** Job **
Produce a verbatim transcription of the records below, beginning at the line containing "Category: elk muzzle" and ending at the final line; include only those lines.

** Entries shown **
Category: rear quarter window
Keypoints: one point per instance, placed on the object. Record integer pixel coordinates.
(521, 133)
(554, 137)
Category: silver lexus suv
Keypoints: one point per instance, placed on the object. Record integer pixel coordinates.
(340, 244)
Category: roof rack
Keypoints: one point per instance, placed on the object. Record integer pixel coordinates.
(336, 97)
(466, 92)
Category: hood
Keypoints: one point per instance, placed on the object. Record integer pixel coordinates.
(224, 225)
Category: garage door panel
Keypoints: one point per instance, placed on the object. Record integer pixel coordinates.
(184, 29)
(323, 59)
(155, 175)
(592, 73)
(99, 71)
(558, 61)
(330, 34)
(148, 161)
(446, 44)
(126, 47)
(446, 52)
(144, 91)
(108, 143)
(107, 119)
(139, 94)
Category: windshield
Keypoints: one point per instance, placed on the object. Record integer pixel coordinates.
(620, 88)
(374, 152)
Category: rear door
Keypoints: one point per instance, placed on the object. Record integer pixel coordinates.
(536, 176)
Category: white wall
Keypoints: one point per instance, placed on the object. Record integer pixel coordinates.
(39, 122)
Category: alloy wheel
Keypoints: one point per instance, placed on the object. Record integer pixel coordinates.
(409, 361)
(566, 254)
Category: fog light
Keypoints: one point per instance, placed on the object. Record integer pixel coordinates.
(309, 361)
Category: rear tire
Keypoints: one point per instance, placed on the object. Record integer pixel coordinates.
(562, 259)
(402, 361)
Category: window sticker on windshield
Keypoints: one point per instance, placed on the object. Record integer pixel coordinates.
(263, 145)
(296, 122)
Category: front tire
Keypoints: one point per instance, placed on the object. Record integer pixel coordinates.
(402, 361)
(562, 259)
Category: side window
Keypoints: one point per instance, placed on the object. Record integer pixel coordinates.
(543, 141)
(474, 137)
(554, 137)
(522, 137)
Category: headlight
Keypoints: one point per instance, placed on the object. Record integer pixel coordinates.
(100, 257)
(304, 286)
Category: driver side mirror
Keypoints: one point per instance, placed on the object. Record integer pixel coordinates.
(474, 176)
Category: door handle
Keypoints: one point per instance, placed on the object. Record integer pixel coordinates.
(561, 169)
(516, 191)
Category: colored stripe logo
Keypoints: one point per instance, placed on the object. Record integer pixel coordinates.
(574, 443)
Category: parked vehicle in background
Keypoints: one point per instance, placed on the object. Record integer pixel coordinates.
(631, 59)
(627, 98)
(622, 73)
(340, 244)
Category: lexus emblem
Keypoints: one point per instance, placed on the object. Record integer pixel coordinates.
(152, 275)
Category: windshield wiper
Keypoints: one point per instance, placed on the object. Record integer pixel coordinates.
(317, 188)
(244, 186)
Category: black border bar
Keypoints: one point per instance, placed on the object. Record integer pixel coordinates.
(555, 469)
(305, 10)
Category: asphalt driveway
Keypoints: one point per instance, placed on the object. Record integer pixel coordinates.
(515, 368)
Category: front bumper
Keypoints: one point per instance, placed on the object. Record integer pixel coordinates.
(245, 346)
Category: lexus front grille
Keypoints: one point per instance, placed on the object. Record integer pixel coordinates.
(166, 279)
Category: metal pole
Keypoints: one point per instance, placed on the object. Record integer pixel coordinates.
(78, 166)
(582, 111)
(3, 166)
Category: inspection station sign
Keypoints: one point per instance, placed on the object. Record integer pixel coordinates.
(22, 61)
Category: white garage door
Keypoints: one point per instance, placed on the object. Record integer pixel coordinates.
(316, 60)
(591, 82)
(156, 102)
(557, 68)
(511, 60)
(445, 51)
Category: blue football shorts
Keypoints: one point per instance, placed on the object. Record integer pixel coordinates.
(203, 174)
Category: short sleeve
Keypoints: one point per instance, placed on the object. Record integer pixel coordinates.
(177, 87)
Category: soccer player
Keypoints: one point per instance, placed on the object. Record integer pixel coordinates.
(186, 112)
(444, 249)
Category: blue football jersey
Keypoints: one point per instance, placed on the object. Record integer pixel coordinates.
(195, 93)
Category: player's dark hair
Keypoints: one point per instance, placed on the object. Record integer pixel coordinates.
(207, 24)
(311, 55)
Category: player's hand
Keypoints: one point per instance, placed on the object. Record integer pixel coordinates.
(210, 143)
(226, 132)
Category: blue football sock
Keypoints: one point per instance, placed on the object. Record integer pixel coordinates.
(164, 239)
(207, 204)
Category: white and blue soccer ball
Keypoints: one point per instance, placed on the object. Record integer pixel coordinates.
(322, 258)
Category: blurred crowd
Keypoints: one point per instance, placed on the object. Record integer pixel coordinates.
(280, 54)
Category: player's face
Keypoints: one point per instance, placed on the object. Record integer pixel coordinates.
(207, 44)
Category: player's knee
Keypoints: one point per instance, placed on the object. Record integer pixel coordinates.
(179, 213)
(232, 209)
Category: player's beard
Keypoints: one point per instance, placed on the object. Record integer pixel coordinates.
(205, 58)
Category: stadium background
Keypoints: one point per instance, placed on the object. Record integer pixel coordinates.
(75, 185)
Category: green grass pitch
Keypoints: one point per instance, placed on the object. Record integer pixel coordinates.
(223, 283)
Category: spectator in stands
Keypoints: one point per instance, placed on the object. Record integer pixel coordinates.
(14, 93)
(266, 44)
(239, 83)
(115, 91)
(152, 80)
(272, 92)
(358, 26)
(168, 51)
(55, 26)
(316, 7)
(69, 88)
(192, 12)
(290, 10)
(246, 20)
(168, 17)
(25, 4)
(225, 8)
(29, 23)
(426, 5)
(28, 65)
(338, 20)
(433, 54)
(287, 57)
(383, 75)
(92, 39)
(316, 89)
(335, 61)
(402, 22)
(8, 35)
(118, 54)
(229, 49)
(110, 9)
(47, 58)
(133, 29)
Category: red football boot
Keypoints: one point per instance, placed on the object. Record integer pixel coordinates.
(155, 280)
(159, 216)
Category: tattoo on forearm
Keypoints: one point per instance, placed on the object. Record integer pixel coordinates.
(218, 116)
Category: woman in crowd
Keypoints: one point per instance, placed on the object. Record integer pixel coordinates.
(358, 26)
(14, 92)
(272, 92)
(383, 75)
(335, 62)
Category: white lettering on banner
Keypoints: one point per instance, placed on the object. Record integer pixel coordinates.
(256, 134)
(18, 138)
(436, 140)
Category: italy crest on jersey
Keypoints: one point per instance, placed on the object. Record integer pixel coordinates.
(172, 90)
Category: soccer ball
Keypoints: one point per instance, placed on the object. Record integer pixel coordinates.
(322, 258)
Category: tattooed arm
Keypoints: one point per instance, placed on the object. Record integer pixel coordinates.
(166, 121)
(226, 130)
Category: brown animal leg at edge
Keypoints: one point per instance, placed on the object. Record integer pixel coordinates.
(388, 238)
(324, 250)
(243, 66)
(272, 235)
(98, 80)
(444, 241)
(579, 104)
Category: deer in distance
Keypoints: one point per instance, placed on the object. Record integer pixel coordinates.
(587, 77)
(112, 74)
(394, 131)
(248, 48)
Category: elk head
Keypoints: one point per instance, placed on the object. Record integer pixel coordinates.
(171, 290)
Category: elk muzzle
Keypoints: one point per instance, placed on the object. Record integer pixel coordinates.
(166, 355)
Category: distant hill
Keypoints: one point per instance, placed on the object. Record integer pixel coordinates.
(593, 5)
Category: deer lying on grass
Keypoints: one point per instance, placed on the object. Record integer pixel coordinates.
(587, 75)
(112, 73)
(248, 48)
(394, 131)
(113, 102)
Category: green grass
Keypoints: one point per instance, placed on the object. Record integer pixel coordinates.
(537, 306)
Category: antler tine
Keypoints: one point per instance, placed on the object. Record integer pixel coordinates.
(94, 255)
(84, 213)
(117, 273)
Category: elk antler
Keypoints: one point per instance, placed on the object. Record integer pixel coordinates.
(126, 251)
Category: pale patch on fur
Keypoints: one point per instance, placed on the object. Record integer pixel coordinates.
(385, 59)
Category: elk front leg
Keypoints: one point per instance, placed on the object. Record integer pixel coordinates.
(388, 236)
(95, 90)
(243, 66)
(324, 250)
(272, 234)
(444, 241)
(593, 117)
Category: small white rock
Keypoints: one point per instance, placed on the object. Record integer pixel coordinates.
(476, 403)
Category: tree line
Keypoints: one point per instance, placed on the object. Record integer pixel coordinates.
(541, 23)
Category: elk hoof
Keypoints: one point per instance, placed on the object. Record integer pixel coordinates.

** Exercise result **
Category: elk muzzle
Keypoints: one point per instance, placed on the object. Record integer pixel coordinates.
(166, 355)
Category: distant hill
Keypoints: one point per instance, placed on the object. Record integer pixel coordinates.
(593, 5)
Category: deer lying on grass
Keypoints: one point per instance, placed on the object. Record integer pixel coordinates.
(587, 75)
(112, 73)
(248, 48)
(394, 131)
(113, 102)
Category: green grass
Keypoints: one point per instance, placed on the object. Record integer pixel coordinates.
(537, 306)
Category: antler tine
Keypoints: one point per instance, placed on the object. Record integer pixel coordinates.
(94, 255)
(84, 213)
(117, 273)
Category: elk antler
Keypoints: one point per instance, placed on the object. Record integer pixel coordinates.
(126, 251)
Category: pale patch on fur
Keypoints: one point per instance, placed on the object. Record integer pixel coordinates.
(385, 59)
Category: elk front leg
Keypoints: one point per instance, placed on the object. Record integer pixel coordinates.
(388, 236)
(95, 90)
(243, 66)
(324, 250)
(272, 234)
(444, 241)
(593, 117)
Category: small white rock
Keypoints: one point per instance, placed on the object. Record integer pixel coordinates.
(476, 403)
Category: tree line
Keypoints: one point per instance, placed on the object. Record integer pixel coordinates.
(541, 23)
Category: elk hoof
Keypoints: one point per instance, placed on the object. Record integer pixel coordinates.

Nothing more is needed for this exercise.